Copy the lines of the records below without any change, starting at the line that contains "Objective: one point per instance of the large" and continuing through the end of the records, both ends included.

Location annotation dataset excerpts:
╭──

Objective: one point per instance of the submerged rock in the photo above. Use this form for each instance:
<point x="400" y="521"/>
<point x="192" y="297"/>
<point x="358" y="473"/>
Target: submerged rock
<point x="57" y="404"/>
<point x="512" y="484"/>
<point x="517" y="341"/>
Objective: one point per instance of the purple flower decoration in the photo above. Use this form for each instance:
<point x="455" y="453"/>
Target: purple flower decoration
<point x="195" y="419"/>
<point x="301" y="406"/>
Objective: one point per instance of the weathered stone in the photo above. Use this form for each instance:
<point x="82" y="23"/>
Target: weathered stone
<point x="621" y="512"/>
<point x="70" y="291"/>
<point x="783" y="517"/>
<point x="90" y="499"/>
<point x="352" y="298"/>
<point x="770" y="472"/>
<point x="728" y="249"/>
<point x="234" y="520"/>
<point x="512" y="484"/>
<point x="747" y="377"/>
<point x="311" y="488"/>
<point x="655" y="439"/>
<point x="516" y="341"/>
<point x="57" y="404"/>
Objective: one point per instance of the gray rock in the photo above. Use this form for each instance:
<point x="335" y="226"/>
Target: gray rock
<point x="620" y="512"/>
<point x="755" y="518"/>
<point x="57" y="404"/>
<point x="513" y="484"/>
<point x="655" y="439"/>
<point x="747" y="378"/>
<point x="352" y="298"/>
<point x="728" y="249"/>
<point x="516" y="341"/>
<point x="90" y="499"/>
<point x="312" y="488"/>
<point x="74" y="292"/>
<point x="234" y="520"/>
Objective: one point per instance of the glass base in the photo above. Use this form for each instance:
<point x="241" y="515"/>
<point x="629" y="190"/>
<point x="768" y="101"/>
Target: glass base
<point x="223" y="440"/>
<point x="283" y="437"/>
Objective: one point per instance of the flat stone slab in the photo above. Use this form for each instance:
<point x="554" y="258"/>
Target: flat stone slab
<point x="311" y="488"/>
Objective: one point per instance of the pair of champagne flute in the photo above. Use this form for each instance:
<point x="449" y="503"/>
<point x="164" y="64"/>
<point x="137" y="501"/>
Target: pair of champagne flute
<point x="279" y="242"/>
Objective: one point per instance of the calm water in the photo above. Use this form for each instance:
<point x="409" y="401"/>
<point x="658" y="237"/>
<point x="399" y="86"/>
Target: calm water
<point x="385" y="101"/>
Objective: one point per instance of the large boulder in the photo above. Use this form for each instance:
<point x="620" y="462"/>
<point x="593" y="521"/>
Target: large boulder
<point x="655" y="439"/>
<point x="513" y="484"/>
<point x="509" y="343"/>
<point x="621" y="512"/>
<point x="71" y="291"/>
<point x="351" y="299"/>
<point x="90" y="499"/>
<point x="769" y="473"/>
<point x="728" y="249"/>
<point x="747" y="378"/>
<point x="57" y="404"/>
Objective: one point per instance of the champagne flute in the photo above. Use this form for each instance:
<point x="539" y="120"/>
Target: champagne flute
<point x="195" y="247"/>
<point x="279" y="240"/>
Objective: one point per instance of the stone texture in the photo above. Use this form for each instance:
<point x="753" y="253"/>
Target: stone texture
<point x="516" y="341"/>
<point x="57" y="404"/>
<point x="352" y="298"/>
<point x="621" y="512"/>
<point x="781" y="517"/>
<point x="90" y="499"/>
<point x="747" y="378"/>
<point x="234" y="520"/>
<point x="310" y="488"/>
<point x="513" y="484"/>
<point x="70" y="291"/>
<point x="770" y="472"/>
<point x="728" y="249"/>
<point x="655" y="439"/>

╰──

Solution to this task:
Objective: one point per instance of the large boulder in the photo above. Use this form for each instance:
<point x="620" y="462"/>
<point x="593" y="521"/>
Target: large boulder
<point x="655" y="439"/>
<point x="513" y="484"/>
<point x="509" y="343"/>
<point x="621" y="512"/>
<point x="71" y="291"/>
<point x="351" y="299"/>
<point x="90" y="499"/>
<point x="769" y="473"/>
<point x="728" y="249"/>
<point x="747" y="378"/>
<point x="57" y="404"/>
Objective: one point per instance of the champagne flute in the photo above. Use this form for each instance:
<point x="539" y="120"/>
Target: champagne flute
<point x="195" y="247"/>
<point x="279" y="240"/>
Objective: one point per instance of the stone texture in the photo above. Use this form for each instance:
<point x="753" y="253"/>
Target: stone texture
<point x="516" y="341"/>
<point x="57" y="404"/>
<point x="352" y="298"/>
<point x="621" y="512"/>
<point x="781" y="517"/>
<point x="90" y="499"/>
<point x="747" y="378"/>
<point x="234" y="520"/>
<point x="310" y="488"/>
<point x="513" y="484"/>
<point x="70" y="291"/>
<point x="770" y="472"/>
<point x="728" y="249"/>
<point x="655" y="439"/>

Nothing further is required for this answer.